→ ОПИСАНИЕ ЗАДАЧИ:
Продолжите фрагмент о проблеме историчности у Дильтея и графа Йорка, начав сразу после его последнего предложения.

§ 77. Взаимосвязь предыдущей экспозиции проблемы историчности с исследованиями В. Дильтея и идеями графа Йорка
§ 77. Взаимосвязь предыдущей экспозиции проблемы историчности с исследованиями В. Дильтея и идеями графа Йорка
Проведенная раскладка проблемы истории возникла из усвоения работы Дильтея. Она была подтверждена и вместе упрочена тезисами графа Йорка, разрозненно находимыми в его письмах к Дильтею.
Сегодня широко еще распространенный образ Дильтея таков: «тонко чувствующий» толкователь истории духа, особенно литературной. «Также» заботящийся о разграничении наук о природе и о духе притом отводящий исключительную роль истории этих наук и равным образом «психологии» и сплавляющий все это в релятивистской «философии жизни». Для поверхностного наблюдения этот портрет «правилен». В нем однако ускользает «субстанция» Он больше затемняет чем раскрывает.
Схематически исследовательская работа Дильтея делится на три области: штудии по теории наук о духе и их отграничению от наук о природе; исследования по истории наук о человеке, обществе и государстве усилия по созданию психологии, в которой должен быть доведен до представления «цельный факт человека». Научно-теоретические, научно-исторические и герменевтически-психологические исследования постоянно взаимопроникают и пересекаются. Где одно направление взгляда преобладает, другие тоже уже выступают мотивом и средством. Что воспринимается как расщепленность и неуверенные, случайные «пробы», есть стихийная обеспокоенность единой целью: довести «жизнь» до философской понятности и обеспечить этому пониманию герменевтический фундамент из «самой жизни». Все центрируется в «психологии», которая призвана понять «жизнь» в ее исторической взаимосвязи развития и воздействия как способ, каким человек есть, как возможный предмет наук о духе и тут же как корень этих наук. Герменевтика есть самопрояснение этого понимания и лишь в производной форме методология историографии.
Дильтей, правда, с вниманием к современной ему дискуссии, односторонне оттеснившей в область теории науки его собственные исследования по обоснованию наук о духе, неоднократно ориентировал свои публикации в этом направлении. «Логика наук о духе» для него настолько же не центральна, насколько его «психология» разрабатывается не «только» как совершенствование позитивных наук о психическом.
Наиболее свою Дильтею философскую тенденцию в переписке с его другом, графом Йорком, этот последний однажды недвусмысленно доводит до выраженности, указывая на «общий для нас интерес, понять историчность»[курс. авт.]. Освоение дильтеев-ских исследований, теперь впервые делающихся доступными в полном объеме, требует настойчивости и конкретности принципиального размежевания. Для тщательного разбора проблем, которыми он был движим, и того, как он был ими движим, здесь нет места. Взамен этому предварительно обозначим некоторые центральные идеи графа Йорка через выборку характерных мест переписки.

→ ПРЕДОСТАВЛЕННЫЕ ДАННЫЕ:

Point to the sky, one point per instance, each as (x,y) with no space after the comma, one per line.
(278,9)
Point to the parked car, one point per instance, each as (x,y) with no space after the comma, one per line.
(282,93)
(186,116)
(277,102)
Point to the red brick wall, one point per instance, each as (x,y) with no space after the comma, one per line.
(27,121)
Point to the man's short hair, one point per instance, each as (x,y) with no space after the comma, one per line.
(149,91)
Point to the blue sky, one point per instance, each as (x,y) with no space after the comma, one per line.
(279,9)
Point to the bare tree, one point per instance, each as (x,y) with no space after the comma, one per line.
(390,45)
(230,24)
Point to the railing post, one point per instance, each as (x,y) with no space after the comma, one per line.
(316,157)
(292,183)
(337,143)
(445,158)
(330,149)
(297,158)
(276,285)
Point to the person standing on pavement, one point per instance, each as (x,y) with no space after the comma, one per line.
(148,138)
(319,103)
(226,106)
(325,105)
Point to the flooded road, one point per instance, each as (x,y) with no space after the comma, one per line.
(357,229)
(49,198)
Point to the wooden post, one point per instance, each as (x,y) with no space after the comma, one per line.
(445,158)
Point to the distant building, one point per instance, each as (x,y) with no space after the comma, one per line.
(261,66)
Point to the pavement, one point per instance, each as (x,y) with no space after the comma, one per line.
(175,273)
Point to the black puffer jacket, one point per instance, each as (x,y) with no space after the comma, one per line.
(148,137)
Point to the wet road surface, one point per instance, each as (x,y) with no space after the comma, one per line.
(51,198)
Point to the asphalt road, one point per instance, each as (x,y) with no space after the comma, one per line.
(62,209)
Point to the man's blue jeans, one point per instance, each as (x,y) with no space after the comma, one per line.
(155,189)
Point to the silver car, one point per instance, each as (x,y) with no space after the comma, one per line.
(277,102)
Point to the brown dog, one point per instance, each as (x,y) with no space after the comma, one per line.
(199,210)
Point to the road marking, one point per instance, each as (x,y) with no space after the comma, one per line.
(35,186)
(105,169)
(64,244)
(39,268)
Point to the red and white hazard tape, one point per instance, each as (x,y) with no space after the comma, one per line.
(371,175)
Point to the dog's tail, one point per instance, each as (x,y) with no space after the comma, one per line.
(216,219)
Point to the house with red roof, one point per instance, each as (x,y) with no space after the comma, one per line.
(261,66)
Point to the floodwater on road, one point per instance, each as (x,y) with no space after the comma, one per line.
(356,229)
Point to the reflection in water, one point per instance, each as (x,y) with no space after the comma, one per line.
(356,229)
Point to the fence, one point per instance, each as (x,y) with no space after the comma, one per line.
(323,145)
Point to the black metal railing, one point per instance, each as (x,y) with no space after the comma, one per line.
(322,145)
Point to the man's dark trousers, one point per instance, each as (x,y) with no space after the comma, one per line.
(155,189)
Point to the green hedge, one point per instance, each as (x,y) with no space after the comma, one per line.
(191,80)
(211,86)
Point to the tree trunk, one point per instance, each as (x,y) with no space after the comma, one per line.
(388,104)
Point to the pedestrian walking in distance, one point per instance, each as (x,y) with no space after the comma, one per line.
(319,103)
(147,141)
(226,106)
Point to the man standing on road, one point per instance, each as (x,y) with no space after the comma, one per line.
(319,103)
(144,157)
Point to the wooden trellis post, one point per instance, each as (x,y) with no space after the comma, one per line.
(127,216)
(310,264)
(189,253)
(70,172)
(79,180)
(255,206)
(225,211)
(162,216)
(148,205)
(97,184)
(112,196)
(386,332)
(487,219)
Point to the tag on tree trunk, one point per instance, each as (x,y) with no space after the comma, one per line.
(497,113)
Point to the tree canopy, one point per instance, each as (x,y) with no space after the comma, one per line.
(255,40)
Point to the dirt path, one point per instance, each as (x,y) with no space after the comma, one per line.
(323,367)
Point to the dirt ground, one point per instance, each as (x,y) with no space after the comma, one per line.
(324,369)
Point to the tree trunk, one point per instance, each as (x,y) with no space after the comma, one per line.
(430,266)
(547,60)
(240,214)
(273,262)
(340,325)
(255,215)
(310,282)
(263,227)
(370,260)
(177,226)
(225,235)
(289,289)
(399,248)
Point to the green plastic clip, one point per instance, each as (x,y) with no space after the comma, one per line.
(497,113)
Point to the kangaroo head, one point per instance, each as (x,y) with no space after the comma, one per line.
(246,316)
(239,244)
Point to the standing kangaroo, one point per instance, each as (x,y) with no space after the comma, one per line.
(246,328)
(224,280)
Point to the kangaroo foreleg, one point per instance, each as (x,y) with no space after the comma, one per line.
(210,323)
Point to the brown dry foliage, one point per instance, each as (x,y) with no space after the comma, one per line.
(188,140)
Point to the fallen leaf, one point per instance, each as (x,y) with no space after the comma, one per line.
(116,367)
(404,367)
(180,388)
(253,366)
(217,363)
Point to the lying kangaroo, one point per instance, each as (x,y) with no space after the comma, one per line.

→ ОТВЕТ НА ЗАДАНИЕ:
Тенденция Йорка, живая в общении с проблематикой и работой Дильтея, показывает себя именно в его отношении к задачам основополагающей дисциплины, аналитической психологии. Он пишет по поводу академического трактата Дильтея «Идеи к описательной и расчленяющей психологии» (1894): «Самоосмысление как первичное средство познания, анализ как первичный познавательный прием получают прочную опору. Отсюда формулируются тезисы, верифицируемые собственной данностью. Не делается дальнейшего шага к критическому разложению, прояснению и тем самым внутреннему опровержению конструктивной психологии и ее допущений» (Bricfw. с. 177). «…Отказ от критического разложения = прослеживания психологического генезиса в деталях и во вторгающейся проработке стоит на мой взгляд в связи с понятием и местом, какое Вы отводите теории познания» (с. 177). «Объяснение неприменимости – факт установлен и доведен до ясности – дает только теория познания. Она должна отдать отчет об адекватности научных методов, она должна обосновать учение о методе, вместо того как теперь методы заимствуются – должен сказать, на авось – из отдельных областей» (с. 179 ел.).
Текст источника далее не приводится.